-- Start Task data --

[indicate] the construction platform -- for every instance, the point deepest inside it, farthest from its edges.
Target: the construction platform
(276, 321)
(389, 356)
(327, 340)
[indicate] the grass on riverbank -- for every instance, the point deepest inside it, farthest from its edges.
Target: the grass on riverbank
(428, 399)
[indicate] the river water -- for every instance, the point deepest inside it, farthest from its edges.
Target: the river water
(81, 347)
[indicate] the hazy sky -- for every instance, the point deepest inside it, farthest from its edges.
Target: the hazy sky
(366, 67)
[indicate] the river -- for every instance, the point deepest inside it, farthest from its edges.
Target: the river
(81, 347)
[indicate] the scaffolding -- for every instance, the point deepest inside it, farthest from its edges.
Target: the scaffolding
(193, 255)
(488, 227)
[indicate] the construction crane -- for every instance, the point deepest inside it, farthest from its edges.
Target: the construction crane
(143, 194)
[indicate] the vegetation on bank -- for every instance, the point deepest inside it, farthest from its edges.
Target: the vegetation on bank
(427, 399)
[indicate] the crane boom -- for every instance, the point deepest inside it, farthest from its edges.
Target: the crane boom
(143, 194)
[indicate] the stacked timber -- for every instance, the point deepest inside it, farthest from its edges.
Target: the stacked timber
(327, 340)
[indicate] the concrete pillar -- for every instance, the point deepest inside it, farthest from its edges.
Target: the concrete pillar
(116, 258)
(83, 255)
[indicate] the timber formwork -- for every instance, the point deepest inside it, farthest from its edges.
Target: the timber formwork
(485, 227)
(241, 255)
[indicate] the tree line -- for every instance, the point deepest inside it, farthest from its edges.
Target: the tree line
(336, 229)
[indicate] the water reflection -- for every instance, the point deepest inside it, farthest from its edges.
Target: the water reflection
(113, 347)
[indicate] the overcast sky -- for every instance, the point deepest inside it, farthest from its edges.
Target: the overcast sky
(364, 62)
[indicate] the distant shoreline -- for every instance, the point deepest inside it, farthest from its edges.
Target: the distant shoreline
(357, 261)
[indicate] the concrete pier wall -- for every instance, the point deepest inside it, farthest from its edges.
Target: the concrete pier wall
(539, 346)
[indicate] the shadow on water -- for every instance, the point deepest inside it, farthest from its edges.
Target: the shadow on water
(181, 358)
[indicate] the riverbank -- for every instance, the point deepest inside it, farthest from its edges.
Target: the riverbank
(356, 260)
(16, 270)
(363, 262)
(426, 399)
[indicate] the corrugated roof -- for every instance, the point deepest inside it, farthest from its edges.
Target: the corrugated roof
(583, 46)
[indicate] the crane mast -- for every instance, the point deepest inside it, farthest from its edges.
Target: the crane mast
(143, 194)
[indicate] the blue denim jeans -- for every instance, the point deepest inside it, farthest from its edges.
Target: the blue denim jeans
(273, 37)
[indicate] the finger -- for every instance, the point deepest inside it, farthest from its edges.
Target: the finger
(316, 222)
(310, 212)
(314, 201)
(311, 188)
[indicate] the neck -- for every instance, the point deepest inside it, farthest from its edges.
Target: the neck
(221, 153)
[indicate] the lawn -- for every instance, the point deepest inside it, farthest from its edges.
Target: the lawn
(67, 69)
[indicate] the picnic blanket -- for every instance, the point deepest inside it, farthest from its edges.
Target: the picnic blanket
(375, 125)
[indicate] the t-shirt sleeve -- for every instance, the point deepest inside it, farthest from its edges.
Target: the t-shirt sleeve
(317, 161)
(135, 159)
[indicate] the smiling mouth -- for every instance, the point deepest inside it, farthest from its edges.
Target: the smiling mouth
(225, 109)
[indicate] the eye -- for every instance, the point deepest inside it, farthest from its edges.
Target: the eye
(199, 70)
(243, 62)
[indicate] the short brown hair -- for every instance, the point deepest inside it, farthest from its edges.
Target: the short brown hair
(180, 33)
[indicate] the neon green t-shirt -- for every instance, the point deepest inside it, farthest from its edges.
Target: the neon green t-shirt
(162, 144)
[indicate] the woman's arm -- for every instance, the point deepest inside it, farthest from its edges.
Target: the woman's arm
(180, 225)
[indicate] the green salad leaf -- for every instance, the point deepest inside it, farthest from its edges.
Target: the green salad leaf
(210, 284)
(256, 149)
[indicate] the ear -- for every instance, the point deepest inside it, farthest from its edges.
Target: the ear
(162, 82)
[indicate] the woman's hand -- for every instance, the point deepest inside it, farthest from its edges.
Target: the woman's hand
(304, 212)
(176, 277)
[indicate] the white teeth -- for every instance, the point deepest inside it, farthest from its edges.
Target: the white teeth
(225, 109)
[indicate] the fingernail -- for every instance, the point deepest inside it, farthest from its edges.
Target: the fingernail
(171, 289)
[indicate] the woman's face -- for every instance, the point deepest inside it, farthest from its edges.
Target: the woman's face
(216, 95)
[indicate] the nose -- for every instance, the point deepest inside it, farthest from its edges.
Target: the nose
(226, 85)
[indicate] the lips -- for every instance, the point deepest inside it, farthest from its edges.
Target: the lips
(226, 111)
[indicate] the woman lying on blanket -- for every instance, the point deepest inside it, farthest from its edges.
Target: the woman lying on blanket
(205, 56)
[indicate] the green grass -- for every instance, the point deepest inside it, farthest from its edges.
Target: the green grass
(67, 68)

-- End Task data --

> **What you are asked to do**
Set down every line of the listing above again, exactly as given.

> **Solved problem**
[indicate] the construction platform -- for every instance, the point deepest inside it, farthest from its edges.
Target: the construction platform
(276, 321)
(389, 356)
(327, 340)
[indicate] the grass on riverbank -- for every instance, the point deepest inside it, farthest from its edges.
Target: the grass on riverbank
(428, 399)
[indicate] the river water -- for every instance, the point deepest inside it, farthest from its edges.
Target: the river water
(81, 347)
[indicate] the hazy sky -- for every instance, the point deepest inside it, farthest from its edges.
Target: the hazy sky
(366, 67)
[indicate] the river -- for every instance, the point deepest inside it, farthest from its edges.
Target: the river
(81, 347)
[indicate] the scaffolding -- for every instance, the point deepest inside it, farthest from its edges.
Target: the scaffolding
(193, 255)
(488, 227)
[indicate] the construction crane -- for every instance, the point deepest inside it, farthest from its edges.
Target: the construction crane
(143, 194)
[indicate] the vegetation on bank -- for every instance, the point deepest inside it, farthest from its edges.
Target: the vegetation on bank
(427, 399)
[indicate] the crane boom -- for every instance, the point deepest inside it, farthest from its edges.
Target: the crane boom
(143, 194)
[indicate] the stacked timber -- for every instance, the point deepest inside it, farthest from its edges.
Target: the stacked timber
(327, 340)
[indicate] the concrete pillar -- for every instance, the point deepest inside it, farthest from its edges.
Target: the concrete pillar
(116, 258)
(83, 255)
[indicate] the timber formwork -- for every instance, the point deepest inside it, farthest from its edges.
Target: the timber formwork
(485, 227)
(241, 255)
[indicate] the tree line -- for every instance, the point deepest inside it, farthest from its edges.
Target: the tree line
(336, 229)
[indicate] the water reflection -- for every instance, the point deepest inside it, farthest from its edges.
Target: the water reflection
(113, 347)
[indicate] the overcast sky -- for every instance, the point deepest inside it, farthest from its edges.
Target: the overcast sky
(364, 62)
[indicate] the distant shoreline -- for every instance, the point deepest inside it, farthest from its edges.
Target: the distant shoreline
(357, 261)
[indicate] the concrete pier wall -- for every instance, the point deepest inside it, farthest from its edges.
Target: the concrete pier wall
(539, 346)
[indicate] the shadow on water -- for every instance, the point deepest inside it, farthest from its edges.
Target: the shadow on water
(181, 358)
[indicate] the riverbank -- for every instance, the point deepest inside it, farthest from its edges.
Target: the riverbank
(356, 260)
(16, 270)
(363, 262)
(426, 399)
[indicate] the corrugated roof -- for every instance, the point deepest inside it, farthest from its edges.
Target: the corrugated roof
(583, 46)
[indicate] the crane mast -- for every instance, the point deepest inside it, farthest from its edges.
Target: the crane mast
(143, 194)
[indicate] the blue denim jeans -- for every instance, the point deepest inside it, farthest from its edges.
Target: the blue denim jeans
(273, 37)
[indicate] the finger -- for every instance, the point deepest inside it, farthest from its edges.
Target: the finger
(316, 222)
(310, 212)
(314, 201)
(311, 188)
[indicate] the neck -- for every instance, the point deepest inside it, farthest from its edges.
Target: the neck
(221, 153)
[indicate] the lawn -- for every instance, the point deepest inside it, farthest from its edges.
Target: the lawn
(67, 69)
[indicate] the picnic blanket -- for every instance, the point deepest inside it, farthest from its edges.
Target: the picnic blanket
(375, 125)
[indicate] the t-shirt sleeve -- for every instance, the point deepest inside it, farthest from its edges.
Target: the t-shirt sleeve
(317, 161)
(135, 159)
[indicate] the smiling mouth -- for every instance, the point deepest inside it, farthest from its edges.
Target: the smiling mouth
(225, 109)
[indicate] the eye -- for every instance, the point deepest inside it, farthest from its edges.
Target: the eye
(199, 70)
(243, 62)
[indicate] the short brown hair -- for every instance, the point deepest inside it, farthest from its edges.
Target: the short brown hair
(180, 33)
[indicate] the neon green t-shirt -- for every instance, the point deepest inside it, farthest from its edges.
Target: the neon green t-shirt
(162, 144)
[indicate] the woman's arm -- for every instance, the point deepest inside it, farthest from its edges.
Target: the woman's arm
(180, 225)
[indicate] the green salad leaf -- for every instance, the point deepest inside it, farthest from its edges.
Target: the green salad leaf
(210, 284)
(256, 149)
[indicate] the ear -- for every instance, the point deepest inside it, farthest from its edges.
Target: the ear
(162, 82)
[indicate] the woman's hand -- for every instance, the point deepest inside it, farthest from its edges.
Target: the woman's hand
(304, 212)
(176, 277)
[indicate] the white teeth -- for every instance, the point deepest inside it, farthest from its edges.
Target: the white teeth
(225, 109)
[indicate] the fingernail -- for every instance, the point deepest inside it, farthest from its edges.
Target: the fingernail
(171, 289)
[indicate] the woman's face -- for every instance, the point deepest inside it, farthest from its edges.
Target: the woman's face
(216, 95)
[indicate] the nose -- for every instance, the point deepest inside it, farthest from its edges.
Target: the nose
(226, 85)
[indicate] the lips -- for every instance, the point deepest inside it, farthest from its edges.
Target: the lips
(226, 111)
[indicate] the woman lying on blanket -- for every instance, the point deepest inside it, farthest from its edges.
Target: the woman lying on blanket
(205, 56)
[indicate] the green grass -- for every instance, the point deepest inside it, farthest from its edges.
Target: the green grass
(67, 68)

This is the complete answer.